## TASK 1
Reproduce the passage below on Web crawler settings and robots exclusion in full, word for word.

[START PASSAGE TO READ]

Override the default crawler settings for each Web source. This step is optional. The parameters you can override are the crawling depth, the number of crawler threads, the language, the crawler timeout threshold, the character set, the maximum cookie size, the maximum number of cookies, and the maximum number of cookies for each host. You can also enable or disable robots exclusion, language detection, the UrlRewriter, indexing dynamic pages, HTTP cookies, and whether content of the cookie log file is shown. (You can also edit those in Edit Web Sources.)

Robots exclusion lets you control which parts of your sites can be visited by robots. If robots exclusion is enabled (default), then the Web crawler traverses the pages based on the access policy specified in the Web server robots.txt file. For example, when a robot visits http://www.foobar.com/, it checks for http://www.foobar.com/robots.txt. If it finds it, the crawler analyzes its contents to see if it is allowed to retrieve the document. If you own the Web sites, then you can disable robots exclusions. However, when crawling other Web sites, you should always comply with robots.txt by enabling robots exclusion.

[END PASSAGE TO READ]

## TASK 2
Report every line of the listing below that contains the word "ball", copying each such line in full.

[START RECORD LIST]

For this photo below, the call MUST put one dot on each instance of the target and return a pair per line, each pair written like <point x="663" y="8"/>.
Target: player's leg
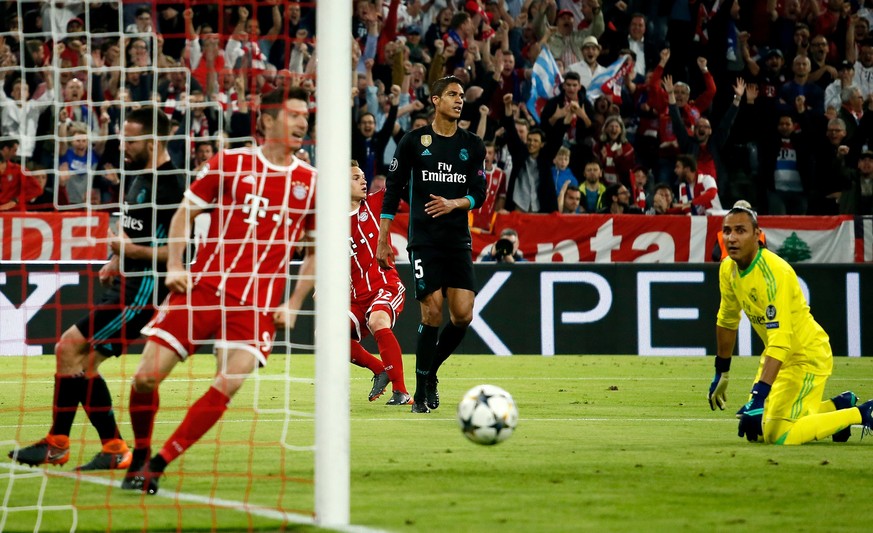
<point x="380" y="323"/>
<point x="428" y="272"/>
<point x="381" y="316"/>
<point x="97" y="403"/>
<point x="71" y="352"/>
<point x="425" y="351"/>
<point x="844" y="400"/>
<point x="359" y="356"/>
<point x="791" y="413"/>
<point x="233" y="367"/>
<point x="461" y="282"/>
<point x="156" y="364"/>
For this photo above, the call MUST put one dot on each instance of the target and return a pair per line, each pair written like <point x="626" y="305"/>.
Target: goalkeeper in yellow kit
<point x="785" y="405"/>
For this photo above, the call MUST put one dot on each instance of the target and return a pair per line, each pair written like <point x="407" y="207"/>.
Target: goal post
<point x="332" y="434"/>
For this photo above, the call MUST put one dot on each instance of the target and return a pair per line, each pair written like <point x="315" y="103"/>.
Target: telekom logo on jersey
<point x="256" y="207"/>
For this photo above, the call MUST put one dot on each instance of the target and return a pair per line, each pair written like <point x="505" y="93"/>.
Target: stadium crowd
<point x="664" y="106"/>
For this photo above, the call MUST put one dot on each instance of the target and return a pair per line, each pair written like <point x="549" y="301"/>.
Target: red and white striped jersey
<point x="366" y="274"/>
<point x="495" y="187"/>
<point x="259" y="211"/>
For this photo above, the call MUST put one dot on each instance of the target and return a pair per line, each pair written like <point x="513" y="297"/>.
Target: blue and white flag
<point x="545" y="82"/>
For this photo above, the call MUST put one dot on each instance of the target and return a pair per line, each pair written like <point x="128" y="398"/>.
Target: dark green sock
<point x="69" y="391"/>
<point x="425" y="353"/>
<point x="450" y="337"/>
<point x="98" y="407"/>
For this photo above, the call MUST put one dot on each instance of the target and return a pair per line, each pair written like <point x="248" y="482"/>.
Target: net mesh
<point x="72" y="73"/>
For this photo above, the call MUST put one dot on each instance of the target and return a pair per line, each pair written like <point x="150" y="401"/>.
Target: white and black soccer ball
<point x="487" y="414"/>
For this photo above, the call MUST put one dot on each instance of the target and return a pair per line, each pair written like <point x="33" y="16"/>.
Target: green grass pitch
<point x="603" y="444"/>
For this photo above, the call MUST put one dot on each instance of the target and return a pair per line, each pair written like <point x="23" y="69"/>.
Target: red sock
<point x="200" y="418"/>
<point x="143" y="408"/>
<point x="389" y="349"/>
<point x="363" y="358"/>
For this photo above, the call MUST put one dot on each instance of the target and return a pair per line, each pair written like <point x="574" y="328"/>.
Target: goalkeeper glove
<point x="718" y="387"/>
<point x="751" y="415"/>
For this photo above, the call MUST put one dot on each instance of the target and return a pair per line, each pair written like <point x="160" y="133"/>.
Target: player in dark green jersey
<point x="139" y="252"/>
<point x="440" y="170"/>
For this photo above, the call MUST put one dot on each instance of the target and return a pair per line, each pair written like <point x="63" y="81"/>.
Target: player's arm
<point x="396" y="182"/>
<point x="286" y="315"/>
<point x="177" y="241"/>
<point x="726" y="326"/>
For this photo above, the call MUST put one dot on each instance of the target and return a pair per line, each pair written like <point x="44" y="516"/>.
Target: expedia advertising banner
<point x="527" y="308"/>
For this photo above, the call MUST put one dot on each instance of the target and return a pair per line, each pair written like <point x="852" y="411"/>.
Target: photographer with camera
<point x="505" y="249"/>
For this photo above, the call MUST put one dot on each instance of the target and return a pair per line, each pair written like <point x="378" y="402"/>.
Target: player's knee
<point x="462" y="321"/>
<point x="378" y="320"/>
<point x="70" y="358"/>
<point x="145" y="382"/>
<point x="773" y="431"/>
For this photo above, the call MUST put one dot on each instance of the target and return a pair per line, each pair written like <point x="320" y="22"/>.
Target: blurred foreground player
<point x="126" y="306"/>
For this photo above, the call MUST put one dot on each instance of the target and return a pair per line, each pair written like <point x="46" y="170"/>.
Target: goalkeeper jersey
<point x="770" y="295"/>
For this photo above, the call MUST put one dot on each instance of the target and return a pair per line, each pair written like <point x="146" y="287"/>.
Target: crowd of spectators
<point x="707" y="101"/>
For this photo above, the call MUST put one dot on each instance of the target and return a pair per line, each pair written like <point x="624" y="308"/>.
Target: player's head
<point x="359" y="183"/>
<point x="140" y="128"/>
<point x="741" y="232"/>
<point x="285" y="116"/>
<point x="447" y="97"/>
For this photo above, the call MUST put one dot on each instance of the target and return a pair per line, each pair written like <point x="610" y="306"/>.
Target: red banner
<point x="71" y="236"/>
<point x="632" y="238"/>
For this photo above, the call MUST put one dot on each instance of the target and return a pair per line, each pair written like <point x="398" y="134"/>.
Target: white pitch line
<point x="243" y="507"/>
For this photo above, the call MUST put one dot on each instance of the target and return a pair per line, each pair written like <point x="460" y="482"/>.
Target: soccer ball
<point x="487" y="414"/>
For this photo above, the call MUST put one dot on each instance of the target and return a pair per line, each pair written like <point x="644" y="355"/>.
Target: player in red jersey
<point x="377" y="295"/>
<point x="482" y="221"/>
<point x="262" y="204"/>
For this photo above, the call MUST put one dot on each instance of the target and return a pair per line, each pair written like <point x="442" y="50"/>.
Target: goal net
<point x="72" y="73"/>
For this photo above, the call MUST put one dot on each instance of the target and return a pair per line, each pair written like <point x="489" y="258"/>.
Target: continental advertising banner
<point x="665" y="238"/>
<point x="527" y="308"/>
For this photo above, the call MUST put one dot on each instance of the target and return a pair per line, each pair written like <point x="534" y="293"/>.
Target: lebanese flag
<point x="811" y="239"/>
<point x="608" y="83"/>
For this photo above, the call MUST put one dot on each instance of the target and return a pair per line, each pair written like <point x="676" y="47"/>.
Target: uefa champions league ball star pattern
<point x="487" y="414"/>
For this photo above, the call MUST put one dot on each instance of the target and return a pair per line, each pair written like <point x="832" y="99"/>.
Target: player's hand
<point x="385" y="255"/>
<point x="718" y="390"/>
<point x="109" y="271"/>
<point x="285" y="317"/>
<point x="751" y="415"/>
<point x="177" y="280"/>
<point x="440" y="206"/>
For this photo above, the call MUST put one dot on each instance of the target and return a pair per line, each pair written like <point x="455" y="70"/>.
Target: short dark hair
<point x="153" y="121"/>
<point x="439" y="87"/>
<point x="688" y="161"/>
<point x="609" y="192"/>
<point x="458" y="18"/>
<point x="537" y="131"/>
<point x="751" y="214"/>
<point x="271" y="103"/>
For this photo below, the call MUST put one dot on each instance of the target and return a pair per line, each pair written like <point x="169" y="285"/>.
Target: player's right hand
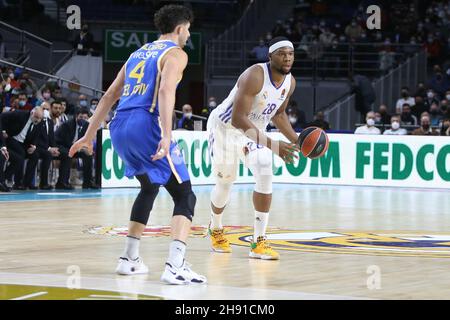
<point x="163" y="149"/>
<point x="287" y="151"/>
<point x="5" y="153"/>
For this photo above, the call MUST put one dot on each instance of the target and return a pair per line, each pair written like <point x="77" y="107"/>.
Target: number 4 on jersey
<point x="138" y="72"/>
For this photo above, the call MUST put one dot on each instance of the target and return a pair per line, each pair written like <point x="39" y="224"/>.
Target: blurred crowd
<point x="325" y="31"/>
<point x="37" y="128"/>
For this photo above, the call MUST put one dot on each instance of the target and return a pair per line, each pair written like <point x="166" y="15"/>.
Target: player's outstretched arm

[END RECORD LIST]

## RESPONSE 1
Override the default crawler settings for each Web source. This step is optional. The parameters you can override are the crawling depth, the number of crawler threads, the language, the crawler timeout threshold, the character set, the maximum cookie size, the maximum number of cookies, and the maximum number of cookies for each host. You can also enable or disable robots exclusion, language detection, the UrlRewriter, indexing dynamic pages, HTTP cookies, and whether content of the cookie log file is shown. (You can also edit those in Edit Web Sources.)

Robots exclusion lets you control which parts of your sites can be visited by robots. If robots exclusion is enabled (default), then the Web crawler traverses the pages based on the access policy specified in the Web server robots.txt file. For example, when a robot visits http://www.foobar.com/, it checks for http://www.foobar.com/robots.txt. If it finds it, the crawler analyzes its contents to see if it is allowed to retrieve the document. If you own the Web sites, then you can disable robots exclusions. However, when crawling other Web sites, you should always comply with robots.txt by enabling robots exclusion.

## RESPONSE 2
Target: white and black soccer ball
Target: soccer ball
Target: uefa champions league ball star pattern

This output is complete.